▸ DOCUMENT SEGMENT:
# # #

Cy Young pitched for the Cards? Yup, from 1899-1900. The thing is, though, that he actually gave up more hits in the former year, 368, than the latter. Either Topps made a mistake or they just counted 20th century records. Cy will have a much more detailed bio on the Boston team post.


So who's missing from the checklist. Bernie Carbo and Rick Wise have Boston cards since they were traded there before the '74 season (but I guess too late to get "Traded" cards). On the position player side, a few reserve infielders and an out fielder get shut out: Busse hit .143 with a couple homers in 70 at bats; Mick Kelleher - Busse's first reliever - hit .184 in 38 at bats; Ed Crosby .128 in 39 at bats; and Bill Stein .218 in his 55 first year at bats. All those guys except Busse would have cards down the road. Jim Dwyer hit .193 in 57 at bats as the reserve outfielder. On the pitching side Wayne Granger had a card with the Yankees and Jim Bibby with the Rangers so three wins and four losses are not represented in this set.Those were represented by: Eddie Fisher who went 2-1 with a 1.29 ERA in his last season; John Andrews went 1-1/4.42 in his only look up top; and Mike Nagy, former big deal rookie for Boston, was 0-2/4.20 in his penultimate MLB season. Some of these guys do make the cut on the team card though. Andres is the first guy in the first row; Kelleher the sixth from the right in the second row; Nagy is the first player (next to the all white trainer) in the third row; Busse is the big guy in the middle of that row and Stein is to his immediate left; and Crosby is third from the right in the back row. For any completeness freaks, the Cruz brothers are fully represented in the second row by Hector, Cirilio, and Jose (after Luis Melendez) to the immediate right of Kelleher. So with lots of bodies but not terribly much field time the Cards are the second team in a row with excellent representation.

Finally, we get the '73 Cards to Mr. Perry thusly:

1. Joe Torre on the '73 Cards;
2. Torre and Felipe Alou '68 Braves;
3. Alou and Gaylord Perry '63 Giants.

I will expect to see a bunch more of the Alou brothers in this exercise.

# # #

▸ EXCERPTED DATA:
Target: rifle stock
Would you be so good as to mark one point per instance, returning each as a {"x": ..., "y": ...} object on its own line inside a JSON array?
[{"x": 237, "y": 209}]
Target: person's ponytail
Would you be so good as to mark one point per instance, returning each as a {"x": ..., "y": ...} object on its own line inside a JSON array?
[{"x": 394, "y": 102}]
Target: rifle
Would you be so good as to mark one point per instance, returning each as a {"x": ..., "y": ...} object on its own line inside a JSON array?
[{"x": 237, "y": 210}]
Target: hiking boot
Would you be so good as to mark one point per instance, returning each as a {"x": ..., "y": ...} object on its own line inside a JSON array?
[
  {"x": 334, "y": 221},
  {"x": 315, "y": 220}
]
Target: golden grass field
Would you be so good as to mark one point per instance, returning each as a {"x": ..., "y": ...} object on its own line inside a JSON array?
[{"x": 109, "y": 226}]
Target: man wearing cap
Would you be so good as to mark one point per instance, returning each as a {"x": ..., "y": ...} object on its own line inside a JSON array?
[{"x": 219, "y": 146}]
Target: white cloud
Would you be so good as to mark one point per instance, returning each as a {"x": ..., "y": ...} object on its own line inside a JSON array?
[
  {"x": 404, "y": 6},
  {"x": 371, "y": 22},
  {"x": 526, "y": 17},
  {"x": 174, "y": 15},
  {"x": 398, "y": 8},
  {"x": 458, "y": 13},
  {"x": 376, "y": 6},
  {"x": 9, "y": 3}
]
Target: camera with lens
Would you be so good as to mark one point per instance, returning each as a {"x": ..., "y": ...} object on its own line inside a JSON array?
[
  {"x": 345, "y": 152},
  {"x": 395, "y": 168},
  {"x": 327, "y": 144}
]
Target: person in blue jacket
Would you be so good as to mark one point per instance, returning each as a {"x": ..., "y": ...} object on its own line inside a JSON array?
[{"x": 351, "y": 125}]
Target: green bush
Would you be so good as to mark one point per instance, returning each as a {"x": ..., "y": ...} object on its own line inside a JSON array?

# # #

▸ YOUR GOAL: Quote the baseball card post word for word, from "Finally, we get" up to and including "in this exercise.". The listing is separate material with no connection to the baseball card post.

▸ ANSWER TO THIS PROBLEM:
Finally, we get the '73 Cards to Mr. Perry thusly:

1. Joe Torre on the '73 Cards;
2. Torre and Felipe Alou '68 Braves;
3. Alou and Gaylord Perry '63 Giants.

I will expect to see a bunch more of the Alou brothers in this exercise.